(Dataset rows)
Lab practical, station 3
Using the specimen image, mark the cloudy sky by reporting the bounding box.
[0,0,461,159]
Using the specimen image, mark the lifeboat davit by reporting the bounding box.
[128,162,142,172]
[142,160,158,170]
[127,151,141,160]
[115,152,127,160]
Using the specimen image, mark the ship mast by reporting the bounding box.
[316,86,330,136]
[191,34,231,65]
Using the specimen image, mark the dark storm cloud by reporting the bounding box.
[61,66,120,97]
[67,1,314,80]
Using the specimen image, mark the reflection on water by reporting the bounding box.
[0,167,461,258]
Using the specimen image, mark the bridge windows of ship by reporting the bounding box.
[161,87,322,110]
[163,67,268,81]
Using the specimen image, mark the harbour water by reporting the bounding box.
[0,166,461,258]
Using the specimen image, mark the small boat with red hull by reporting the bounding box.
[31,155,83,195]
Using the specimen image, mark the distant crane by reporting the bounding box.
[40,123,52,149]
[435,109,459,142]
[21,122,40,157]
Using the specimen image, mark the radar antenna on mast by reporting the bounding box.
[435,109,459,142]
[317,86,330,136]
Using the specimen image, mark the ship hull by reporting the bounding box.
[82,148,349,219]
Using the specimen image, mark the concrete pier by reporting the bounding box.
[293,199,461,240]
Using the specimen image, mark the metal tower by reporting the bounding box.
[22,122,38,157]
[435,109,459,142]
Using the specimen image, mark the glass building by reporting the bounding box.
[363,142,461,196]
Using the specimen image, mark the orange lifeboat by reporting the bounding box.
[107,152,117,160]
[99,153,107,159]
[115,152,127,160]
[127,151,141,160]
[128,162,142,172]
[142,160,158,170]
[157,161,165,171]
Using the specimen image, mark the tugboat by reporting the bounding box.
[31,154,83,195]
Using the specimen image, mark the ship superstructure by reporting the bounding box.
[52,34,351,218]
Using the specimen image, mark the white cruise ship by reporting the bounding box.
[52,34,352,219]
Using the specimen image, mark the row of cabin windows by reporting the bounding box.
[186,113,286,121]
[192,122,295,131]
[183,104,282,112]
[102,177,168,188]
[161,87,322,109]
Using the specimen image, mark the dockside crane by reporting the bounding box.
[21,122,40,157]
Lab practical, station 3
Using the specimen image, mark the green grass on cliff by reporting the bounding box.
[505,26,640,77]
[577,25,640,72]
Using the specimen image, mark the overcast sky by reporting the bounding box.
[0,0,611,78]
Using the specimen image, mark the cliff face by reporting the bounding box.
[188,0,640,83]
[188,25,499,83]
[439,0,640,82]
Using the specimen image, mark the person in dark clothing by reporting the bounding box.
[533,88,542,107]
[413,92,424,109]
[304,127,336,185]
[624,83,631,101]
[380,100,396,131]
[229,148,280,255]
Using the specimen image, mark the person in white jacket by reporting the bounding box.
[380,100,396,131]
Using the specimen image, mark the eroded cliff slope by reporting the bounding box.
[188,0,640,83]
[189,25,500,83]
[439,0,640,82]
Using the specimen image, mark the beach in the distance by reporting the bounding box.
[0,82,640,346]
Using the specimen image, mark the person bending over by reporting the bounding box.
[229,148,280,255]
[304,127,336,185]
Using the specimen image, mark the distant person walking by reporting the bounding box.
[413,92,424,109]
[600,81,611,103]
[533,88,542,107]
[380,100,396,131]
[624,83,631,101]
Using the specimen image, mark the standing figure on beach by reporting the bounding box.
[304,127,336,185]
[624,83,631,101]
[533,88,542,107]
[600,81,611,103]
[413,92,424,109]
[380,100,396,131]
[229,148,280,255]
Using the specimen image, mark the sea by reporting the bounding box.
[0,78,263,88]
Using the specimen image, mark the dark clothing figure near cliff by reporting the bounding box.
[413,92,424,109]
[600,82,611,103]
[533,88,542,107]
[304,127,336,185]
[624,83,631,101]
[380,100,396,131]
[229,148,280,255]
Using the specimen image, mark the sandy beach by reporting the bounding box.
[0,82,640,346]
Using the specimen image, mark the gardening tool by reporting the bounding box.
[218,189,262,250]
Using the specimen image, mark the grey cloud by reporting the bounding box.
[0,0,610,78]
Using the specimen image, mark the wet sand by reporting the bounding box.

> **WHAT IS BEING ASKED**: Extract each line of the listing above, copying it word for word.

> **SOLVED PROBLEM**:
Lab practical, station 3
Using the specimen image, mark the cloudy sky by reporting the bounding box.
[0,0,461,159]
Using the specimen image, mark the lifeboat davit by reporting the bounding box.
[128,162,142,172]
[142,160,158,170]
[127,151,141,160]
[115,152,127,160]
Using the specimen image, mark the ship mast by reporting the bounding box.
[316,86,330,136]
[191,34,231,65]
Using the specimen image, mark the dark storm cloud by reporting the bounding box.
[61,66,120,97]
[67,1,314,80]
Using the specimen image, mark the reflection on water by reporting the bounding box.
[0,167,461,258]
Using the specimen image, mark the bridge windows of ship by reporting the bounding box.
[161,87,322,110]
[163,67,268,81]
Using the specimen image, mark the harbour water by reporting the bounding box.
[0,166,461,258]
Using the specimen image, mark the small boat with red hull by reporting the bounding box.
[31,155,83,195]
Using the specimen image, mark the distant crane by reporting the bounding box.
[40,123,52,149]
[435,109,459,142]
[21,122,40,157]
Using the specimen image, mark the radar antenna on mast by reporting the bounding box.
[435,109,459,142]
[317,86,330,136]
Using the specimen image, mark the ship hull by reporting the bounding box.
[82,148,349,219]
Using the specimen image, mark the concrete pier by reporting the bounding box.
[293,199,461,240]
Using the specimen image, mark the metal tower by reporting the bounding box.
[22,122,38,157]
[435,109,459,142]
Using the specimen image, mark the glass building by reporting the bounding box.
[363,142,461,196]
Using the specimen image, mark the orange lifeboat by reporting the bounding box.
[107,152,117,160]
[99,153,107,159]
[115,152,127,160]
[127,151,141,160]
[128,162,142,172]
[142,160,158,170]
[157,161,165,171]
Using the specimen image, mark the tugboat by reporting the bounding box.
[31,154,83,195]
Using the specimen image, mark the ship superstructure by reporting the bounding box.
[52,34,351,218]
Using the specimen image, mark the white cruise ship by reporting the bounding box.
[52,34,352,219]
Using the specimen image, mark the row of cabin windows by reporting the bounding box.
[186,113,286,121]
[192,122,295,131]
[183,104,282,112]
[102,177,168,188]
[161,87,322,109]
Using the specimen image, mark the dockside crane by reporting the bounding box.
[21,122,40,157]
Lab practical, station 3
Using the specimen image, mark the green grass on cliff by reporting the bounding box.
[505,26,640,77]
[577,25,640,72]
Using the specimen image, mark the overcast sky by reporting the bounding box.
[0,0,611,78]
Using the specimen image, mark the cliff face by reporting the bounding box.
[188,0,640,83]
[188,25,499,83]
[439,0,640,82]
Using the specimen image, mark the person in dark clothing by reporting the bounding box.
[533,88,542,107]
[413,92,424,109]
[304,127,336,185]
[624,83,631,101]
[380,100,396,131]
[229,148,280,255]
Using the specimen image, mark the person in white jacket by reporting the bounding box.
[380,100,396,131]
Using the specimen image, mark the eroded cliff slope by reporting the bounding box.
[188,0,640,83]
[189,25,500,83]
[439,0,640,82]
Using the specimen image, mark the beach in the distance by reporting the bounding box.
[0,82,640,346]
Using the specimen image, mark the person bending over by reporting the bounding box.
[229,148,280,255]
[304,127,336,185]
Using the specimen image, mark the distant person walking by reporting the bounding box.
[413,92,424,109]
[600,81,611,103]
[533,88,542,107]
[380,100,396,131]
[624,83,631,101]
Using the specimen image, mark the standing figure on beach by reporting the bounding box.
[304,127,336,185]
[624,83,631,101]
[533,88,542,107]
[600,81,611,103]
[413,92,424,109]
[380,100,396,131]
[229,148,280,255]
Using the specimen image, mark the sea by reporting the bounding box.
[0,78,263,88]
Using the specimen image, mark the dark clothing figure near cliff by reporting the bounding box.
[413,92,424,109]
[600,82,611,103]
[533,88,542,107]
[304,127,336,185]
[624,83,631,101]
[380,100,396,131]
[229,148,280,255]
Using the specimen image, mark the sandy beach by reporting the bounding box.
[0,82,640,346]
Using the specimen image, mark the gardening tool by reporting the bounding box.
[218,189,262,250]
Using the specimen image, mark the grey cloud by reporting the bounding box.
[0,0,610,78]
Using the specimen image, mark the wet sand by reporting the bounding box.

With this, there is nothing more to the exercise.